◆ **Activity list**:
[a] Answer from the article on the drone virus:
(i) Where are the drones remotely flown by pilots?
(ii) What did the ground control systems reached by the virus run?
(iii) Whose login information was the malware typically used to steal?
[b] Carry on the article on the drone virus from its final sentence, keeping its reporting voice.

You’ve probably all heard by now about the computer virus that was affecting the Pentagon’s drone program last month. Well, in a recent development, the Pentagon has announced that the computer virus was not directed at the military systems but was, in fact, common malware used to steal login names and passwords used in online gaming.
According to Air Force Space Command, the virus did not make its way into the flight controls for the drones, which are remotely flown by pilots at the Creech Air Force base in Nevada. The virus did, however, get into ground control systems that run backup power supplies as well as environmental controls and workstations.
Military officials have determined that the virus did not impact the mission of the drones at any time. The drones are primarily used for surveillance, intelligence gathering and attacks in Iraq and Afghanistan. In addition, the Air Force did state that the virus did get into a stand-alone support network.
The Air Force released official details stating that the virus was not targeted toward the drones specifically and that it was typical malware used to steal the login information from people who gamble online or play games online via sites like Facebook.

Entries from a collection
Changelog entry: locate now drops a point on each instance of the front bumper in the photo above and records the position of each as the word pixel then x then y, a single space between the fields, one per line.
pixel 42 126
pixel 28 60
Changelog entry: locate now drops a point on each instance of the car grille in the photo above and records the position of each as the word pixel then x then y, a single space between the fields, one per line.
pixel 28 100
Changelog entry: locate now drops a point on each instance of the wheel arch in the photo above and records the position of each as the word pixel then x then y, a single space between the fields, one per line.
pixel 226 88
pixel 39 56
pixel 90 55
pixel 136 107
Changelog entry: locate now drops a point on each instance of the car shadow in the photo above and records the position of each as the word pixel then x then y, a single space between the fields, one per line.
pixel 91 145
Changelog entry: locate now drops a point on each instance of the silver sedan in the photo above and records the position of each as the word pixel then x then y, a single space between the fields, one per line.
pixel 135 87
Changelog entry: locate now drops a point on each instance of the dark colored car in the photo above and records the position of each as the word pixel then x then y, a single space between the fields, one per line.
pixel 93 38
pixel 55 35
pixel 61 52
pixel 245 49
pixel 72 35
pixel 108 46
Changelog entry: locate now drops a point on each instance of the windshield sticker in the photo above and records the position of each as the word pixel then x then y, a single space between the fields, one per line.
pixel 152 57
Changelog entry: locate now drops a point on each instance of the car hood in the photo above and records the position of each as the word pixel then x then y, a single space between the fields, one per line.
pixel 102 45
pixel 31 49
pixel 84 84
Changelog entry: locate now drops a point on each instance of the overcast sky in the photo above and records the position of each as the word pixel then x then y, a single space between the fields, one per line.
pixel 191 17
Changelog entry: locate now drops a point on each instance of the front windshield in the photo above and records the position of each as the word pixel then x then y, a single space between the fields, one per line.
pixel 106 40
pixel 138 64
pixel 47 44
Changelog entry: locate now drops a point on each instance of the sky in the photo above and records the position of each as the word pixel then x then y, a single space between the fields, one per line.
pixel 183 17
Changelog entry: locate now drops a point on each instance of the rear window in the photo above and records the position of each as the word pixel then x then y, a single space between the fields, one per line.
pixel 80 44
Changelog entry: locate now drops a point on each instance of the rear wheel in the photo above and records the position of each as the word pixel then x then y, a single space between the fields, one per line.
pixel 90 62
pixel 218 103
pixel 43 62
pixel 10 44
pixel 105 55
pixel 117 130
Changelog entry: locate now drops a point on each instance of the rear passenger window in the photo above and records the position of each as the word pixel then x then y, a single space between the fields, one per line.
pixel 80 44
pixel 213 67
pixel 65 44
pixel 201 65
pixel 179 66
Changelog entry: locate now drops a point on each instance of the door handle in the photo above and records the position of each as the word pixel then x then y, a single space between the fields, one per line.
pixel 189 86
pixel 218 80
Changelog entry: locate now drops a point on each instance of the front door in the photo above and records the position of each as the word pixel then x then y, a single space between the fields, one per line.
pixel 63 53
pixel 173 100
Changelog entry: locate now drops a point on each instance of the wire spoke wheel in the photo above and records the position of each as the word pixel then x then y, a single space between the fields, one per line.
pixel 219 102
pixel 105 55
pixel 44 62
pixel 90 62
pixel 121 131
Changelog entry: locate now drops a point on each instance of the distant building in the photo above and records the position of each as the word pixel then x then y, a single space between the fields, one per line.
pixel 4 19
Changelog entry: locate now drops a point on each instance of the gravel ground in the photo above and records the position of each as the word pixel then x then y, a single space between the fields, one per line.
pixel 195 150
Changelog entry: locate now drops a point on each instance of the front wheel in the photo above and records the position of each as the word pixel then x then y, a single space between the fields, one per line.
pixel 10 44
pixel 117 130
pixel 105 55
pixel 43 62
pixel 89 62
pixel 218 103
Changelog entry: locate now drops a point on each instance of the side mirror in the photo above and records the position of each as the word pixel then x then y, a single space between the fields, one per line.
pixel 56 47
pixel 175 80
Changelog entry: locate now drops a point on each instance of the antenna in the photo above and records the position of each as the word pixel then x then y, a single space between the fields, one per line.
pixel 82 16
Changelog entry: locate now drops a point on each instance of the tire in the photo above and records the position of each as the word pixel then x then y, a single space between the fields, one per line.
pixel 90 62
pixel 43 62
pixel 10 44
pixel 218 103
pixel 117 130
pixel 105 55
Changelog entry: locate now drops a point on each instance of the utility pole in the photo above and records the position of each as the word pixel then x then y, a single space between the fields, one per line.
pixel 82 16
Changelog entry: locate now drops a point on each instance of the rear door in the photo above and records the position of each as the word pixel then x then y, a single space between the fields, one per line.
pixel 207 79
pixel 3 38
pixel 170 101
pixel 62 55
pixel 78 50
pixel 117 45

◆ **Results in order**:
[a]
(i) At the Creech Air Force base in Nevada.
(ii) Backup power supplies, environmental controls and workstations.
(iii) People who gamble online or play games online via sites like Facebook.

[b]
The virus was discovered on a small, portable hard drive that was used to transfer information between systems at Creech, according to Air Force Space Command spokeswoman Col. Kathleen Cook. Preliminary reports suggested that the virus logged keystrokes by computer users. However, officials later confirmed that the virus does not do that.
Portable hard drives, as well as flash drives, are common sources of computer infections since they are capable of transmitting data from one computer to another. The Pentagon has banned flash drives from most Defense Department computers due to the increase of cyber threats. Military leaders have stated that department networks are probed and attacked millions of times a day.